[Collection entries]
===
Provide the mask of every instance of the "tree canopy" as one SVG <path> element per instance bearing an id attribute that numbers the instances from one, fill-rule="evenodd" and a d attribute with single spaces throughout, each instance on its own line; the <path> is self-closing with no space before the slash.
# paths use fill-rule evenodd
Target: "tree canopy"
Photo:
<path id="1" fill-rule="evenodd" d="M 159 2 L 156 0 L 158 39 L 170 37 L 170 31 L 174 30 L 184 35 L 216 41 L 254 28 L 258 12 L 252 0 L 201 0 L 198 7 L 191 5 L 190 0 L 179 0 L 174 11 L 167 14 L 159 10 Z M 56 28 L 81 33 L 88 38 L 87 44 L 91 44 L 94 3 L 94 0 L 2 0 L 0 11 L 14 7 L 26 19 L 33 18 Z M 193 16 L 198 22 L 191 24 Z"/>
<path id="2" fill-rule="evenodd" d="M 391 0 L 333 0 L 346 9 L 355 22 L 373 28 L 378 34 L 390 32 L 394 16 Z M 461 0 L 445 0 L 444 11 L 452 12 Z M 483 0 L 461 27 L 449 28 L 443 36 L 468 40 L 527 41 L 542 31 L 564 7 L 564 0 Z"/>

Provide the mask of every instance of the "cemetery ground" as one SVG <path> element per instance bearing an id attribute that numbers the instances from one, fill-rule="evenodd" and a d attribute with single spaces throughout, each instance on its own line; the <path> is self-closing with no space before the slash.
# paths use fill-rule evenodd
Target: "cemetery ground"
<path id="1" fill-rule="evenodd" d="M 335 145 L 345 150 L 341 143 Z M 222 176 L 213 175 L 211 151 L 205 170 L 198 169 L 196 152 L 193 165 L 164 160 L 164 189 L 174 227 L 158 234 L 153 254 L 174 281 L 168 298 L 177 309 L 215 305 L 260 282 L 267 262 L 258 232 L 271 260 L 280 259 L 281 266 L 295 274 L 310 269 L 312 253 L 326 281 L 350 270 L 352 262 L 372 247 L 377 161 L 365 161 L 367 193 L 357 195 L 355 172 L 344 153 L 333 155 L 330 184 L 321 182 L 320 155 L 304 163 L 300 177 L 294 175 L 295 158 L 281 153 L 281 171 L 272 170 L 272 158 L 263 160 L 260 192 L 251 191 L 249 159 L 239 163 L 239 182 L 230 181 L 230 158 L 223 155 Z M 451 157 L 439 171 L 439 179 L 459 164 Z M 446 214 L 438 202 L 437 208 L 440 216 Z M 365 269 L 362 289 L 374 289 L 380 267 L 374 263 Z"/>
===
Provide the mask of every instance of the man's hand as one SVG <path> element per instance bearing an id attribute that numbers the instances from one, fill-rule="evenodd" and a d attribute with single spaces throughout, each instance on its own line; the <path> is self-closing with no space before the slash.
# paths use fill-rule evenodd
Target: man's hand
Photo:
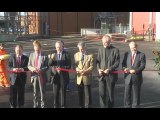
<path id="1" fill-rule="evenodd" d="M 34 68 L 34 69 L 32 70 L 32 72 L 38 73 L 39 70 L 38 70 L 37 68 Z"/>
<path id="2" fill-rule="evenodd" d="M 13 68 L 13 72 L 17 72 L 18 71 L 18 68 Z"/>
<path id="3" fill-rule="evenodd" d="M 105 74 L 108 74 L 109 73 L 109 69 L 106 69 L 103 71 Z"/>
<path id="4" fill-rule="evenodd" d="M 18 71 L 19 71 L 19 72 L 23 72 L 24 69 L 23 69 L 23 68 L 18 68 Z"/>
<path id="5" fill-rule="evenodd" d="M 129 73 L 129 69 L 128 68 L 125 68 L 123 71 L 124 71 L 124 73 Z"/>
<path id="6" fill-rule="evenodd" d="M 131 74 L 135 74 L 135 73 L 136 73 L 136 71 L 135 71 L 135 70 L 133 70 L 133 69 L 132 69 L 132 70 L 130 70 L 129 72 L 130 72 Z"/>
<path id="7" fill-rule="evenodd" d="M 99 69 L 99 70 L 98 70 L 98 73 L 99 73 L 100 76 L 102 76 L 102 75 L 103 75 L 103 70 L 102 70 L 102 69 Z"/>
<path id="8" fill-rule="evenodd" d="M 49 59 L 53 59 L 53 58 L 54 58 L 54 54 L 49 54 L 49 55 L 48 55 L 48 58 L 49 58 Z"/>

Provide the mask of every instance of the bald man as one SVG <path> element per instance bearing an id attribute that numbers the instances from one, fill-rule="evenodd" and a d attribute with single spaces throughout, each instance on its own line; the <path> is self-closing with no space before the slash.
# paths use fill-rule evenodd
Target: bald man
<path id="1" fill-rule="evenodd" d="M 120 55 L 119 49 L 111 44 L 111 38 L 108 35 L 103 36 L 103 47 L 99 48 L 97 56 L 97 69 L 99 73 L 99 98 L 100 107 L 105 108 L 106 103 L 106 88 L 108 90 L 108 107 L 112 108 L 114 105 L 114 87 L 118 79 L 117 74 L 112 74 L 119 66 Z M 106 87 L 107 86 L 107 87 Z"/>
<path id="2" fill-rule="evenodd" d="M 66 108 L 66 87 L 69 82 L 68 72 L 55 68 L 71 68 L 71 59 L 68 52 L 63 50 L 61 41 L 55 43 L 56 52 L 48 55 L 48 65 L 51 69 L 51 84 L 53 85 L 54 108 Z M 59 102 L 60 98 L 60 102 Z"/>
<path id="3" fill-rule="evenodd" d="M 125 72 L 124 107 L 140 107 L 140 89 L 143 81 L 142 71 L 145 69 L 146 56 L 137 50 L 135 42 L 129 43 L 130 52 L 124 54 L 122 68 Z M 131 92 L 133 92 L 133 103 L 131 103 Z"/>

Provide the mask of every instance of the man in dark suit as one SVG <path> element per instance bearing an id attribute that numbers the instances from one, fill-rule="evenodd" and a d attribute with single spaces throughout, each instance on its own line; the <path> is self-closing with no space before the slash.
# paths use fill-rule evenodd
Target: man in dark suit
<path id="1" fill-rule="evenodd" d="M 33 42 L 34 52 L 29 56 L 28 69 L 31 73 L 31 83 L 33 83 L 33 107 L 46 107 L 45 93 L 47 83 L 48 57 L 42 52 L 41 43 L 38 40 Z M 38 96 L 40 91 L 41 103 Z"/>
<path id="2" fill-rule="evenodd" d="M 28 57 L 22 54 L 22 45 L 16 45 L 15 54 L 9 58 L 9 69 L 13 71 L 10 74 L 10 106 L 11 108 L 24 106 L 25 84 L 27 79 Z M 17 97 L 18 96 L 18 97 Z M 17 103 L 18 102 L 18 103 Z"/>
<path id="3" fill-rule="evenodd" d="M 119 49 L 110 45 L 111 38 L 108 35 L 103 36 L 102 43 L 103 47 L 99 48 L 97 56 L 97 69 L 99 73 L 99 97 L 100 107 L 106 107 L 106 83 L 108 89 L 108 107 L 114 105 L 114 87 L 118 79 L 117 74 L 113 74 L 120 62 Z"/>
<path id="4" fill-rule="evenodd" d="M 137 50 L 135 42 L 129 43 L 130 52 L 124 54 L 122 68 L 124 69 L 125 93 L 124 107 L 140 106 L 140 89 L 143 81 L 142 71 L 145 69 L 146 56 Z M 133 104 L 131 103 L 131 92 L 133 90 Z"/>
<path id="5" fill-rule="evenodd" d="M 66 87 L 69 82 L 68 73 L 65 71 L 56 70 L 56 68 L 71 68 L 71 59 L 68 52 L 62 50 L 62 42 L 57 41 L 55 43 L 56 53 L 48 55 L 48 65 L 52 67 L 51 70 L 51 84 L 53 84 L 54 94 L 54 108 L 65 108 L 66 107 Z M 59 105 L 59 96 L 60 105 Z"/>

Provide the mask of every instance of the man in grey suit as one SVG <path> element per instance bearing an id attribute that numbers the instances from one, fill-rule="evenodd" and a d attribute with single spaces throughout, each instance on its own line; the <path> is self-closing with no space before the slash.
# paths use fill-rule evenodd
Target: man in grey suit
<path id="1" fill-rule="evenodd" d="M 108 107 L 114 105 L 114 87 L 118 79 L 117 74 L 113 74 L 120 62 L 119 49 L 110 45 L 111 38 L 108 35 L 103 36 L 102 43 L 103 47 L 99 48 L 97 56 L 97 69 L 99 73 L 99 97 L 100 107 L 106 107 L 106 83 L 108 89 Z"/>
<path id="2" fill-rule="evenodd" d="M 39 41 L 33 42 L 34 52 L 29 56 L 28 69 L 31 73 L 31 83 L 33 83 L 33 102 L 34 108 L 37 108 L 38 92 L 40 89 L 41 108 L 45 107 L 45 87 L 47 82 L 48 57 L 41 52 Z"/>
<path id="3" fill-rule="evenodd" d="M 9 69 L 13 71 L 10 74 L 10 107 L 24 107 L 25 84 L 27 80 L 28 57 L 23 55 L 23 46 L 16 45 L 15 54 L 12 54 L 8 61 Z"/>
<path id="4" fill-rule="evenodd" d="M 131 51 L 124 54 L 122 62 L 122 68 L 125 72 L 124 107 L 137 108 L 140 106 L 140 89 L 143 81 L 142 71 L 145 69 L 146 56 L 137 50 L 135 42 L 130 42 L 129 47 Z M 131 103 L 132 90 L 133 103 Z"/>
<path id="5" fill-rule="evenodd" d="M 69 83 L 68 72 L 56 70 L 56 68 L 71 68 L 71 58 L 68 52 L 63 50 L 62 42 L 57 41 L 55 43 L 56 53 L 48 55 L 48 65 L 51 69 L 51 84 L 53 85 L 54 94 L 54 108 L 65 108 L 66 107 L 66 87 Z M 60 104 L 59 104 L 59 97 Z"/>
===
WHAT IS NEEDED: Show every line of the data above that contains the string "suit".

COMPLETE OUTPUT:
Provide the mask of every instance of the man in dark suit as one SVG <path> element per instance bearing an id attribute that numbers the instances from one, fill-rule="evenodd" and a d attribute with single spaces throughout, each instance on its own line; the <path> is self-closing with no space before the slash.
Target: man in dark suit
Provide the mask of every instance of the man in grey suit as one SVG <path> element per instance bearing an id attribute that numbers the instances from one, fill-rule="evenodd" and a d attribute with single spaces throughout, each instance on its own line; the <path> is self-closing with no space before the slash.
Target: man in grey suit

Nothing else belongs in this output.